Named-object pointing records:

>>>>>

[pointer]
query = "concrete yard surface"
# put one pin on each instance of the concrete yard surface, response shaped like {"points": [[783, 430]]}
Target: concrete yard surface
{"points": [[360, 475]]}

<<<<<

What this task involves
Format each line of the material above as a Markdown table, skipping blank lines. Use two columns, "Row" for the line number and "Line" for the text.

Result of this task
| Row | Line |
|---|---|
| 1 | [pointer] |
| 2 | query = "concrete yard surface" |
| 3 | # put one pin on each instance of the concrete yard surface, response shaped like {"points": [[783, 430]]} |
| 4 | Target: concrete yard surface |
| 5 | {"points": [[360, 475]]} |